# PC to Mac 10.5.1 + Dreamweaver locked files



## NightL (Feb 14, 2008)

We have just transferred all our files over to a Mac 10.5.1 server.  I maintain a number of websites via Dreamweaver CS3 with our local files stored on the new server.

We have a couple of PCs that are now unable to unlock files on the new server.  No problem with the Macs.

Can someone point to where there may be some information on the issue of PCs (XP) and file permissions on the Mac Leopard 10.5.1 server.

One website alone has over 25,000 files locked.  The locking feature is  essential when multiple people are working on the same website.


----------



## NightL (Mar 26, 2008)

Stunned by the silence...

Obviously this is not a Dreamweaver problem... Dreamweaver only utilises the permissions feature found under right-click preferences in a PC and apple-I on a mac. 

The tech guys came back with a solution:

"We propose to replace the existing MacPro running Mac OS X Server 10.5.2 Leopard  with a previous model MacPro running Mac OS X Server 10.4 Tiger. It appears the way forward in solving this issue is to downgrade."

and

"It will have the same amount of  RAM and storage.

It does have a slower processor, 2.GHz Quad compared to a 2.8GHz 8- Core. As a server, I don't think you will notice any difference in performance.

The big advantage is it can run Tiger, which should solve the access issues we are currently experiencing."

Any suggestions on this before we down grade...?


----------



## Natobasso (Mar 27, 2008)

Why does your tech dept want to give you a different computer? You can run tiger just fine on your current machine. 

why are you running server on a laptop?


----------



## NightL (Mar 28, 2008)

no... it is definitely not a laptop... 

it is a dedicated server

thankyou for the info though... will check it out further


----------



## Regan Shepherd (Jul 23, 2009)

Hi NightL,

We have the same issue. Did you end up finding a solution?


----------



## NightL (Jul 24, 2009)

Yes... I left the company...

* Dataset excerpts
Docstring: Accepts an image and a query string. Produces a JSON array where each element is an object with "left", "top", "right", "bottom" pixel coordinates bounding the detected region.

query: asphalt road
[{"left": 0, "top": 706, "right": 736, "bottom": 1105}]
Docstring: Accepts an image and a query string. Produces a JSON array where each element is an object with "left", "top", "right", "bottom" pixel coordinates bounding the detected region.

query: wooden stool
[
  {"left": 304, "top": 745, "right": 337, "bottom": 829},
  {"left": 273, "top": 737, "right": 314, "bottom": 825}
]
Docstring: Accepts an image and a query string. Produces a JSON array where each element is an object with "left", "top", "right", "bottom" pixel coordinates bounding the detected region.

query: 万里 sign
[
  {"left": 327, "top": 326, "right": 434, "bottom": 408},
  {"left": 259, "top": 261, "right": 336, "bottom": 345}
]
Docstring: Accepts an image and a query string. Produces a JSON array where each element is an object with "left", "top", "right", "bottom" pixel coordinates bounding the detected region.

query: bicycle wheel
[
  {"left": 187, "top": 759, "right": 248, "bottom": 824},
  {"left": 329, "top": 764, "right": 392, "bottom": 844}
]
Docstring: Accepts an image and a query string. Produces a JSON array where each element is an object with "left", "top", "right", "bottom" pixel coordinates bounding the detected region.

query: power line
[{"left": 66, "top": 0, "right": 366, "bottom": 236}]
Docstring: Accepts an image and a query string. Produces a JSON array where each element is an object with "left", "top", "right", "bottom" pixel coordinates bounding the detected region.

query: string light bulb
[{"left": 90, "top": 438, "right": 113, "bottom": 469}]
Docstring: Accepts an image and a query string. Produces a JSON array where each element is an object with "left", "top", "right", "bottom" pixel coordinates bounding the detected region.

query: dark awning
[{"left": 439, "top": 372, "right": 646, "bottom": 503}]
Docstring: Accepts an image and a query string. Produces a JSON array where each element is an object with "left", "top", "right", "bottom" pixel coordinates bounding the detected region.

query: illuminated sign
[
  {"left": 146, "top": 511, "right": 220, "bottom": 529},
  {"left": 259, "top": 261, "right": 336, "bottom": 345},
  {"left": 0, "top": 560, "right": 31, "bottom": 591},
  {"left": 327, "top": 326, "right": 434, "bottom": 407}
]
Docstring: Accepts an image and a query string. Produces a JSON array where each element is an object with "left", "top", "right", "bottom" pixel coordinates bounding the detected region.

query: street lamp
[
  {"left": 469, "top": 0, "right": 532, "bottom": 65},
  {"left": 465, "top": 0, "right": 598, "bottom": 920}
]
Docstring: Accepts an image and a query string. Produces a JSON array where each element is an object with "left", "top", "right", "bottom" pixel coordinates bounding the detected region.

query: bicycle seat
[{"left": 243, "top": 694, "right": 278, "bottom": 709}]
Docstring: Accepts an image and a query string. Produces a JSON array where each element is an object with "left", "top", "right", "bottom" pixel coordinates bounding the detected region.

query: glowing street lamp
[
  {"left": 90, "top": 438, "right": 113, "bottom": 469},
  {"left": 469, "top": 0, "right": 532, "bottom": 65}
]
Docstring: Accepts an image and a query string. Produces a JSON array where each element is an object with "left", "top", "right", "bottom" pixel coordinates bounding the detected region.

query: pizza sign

* Goals
1 - In the forum thread, why do the tech guys propose replacing the current server with a previous-model MacPro? Answer in one to three sentences.
2 - Please list every date on which a post was made in the forum thread.
3 - According to the forum thread, how many files are locked on a single website?

* Solutions in order
1 - The previous-model MacPro can run Mac OS X Server 10.4 Tiger, and the tech guys expect Tiger to solve the access issues the PCs are having. They note it has the same RAM and storage, and they don't think its slower processor will noticeably affect performance as a server.

2 -
- Feb 14, 2008
- Mar 26, 2008
- Mar 27, 2008
- Mar 28, 2008
- Jul 23, 2009
- Jul 24, 2009

3 - Over 25,000 files.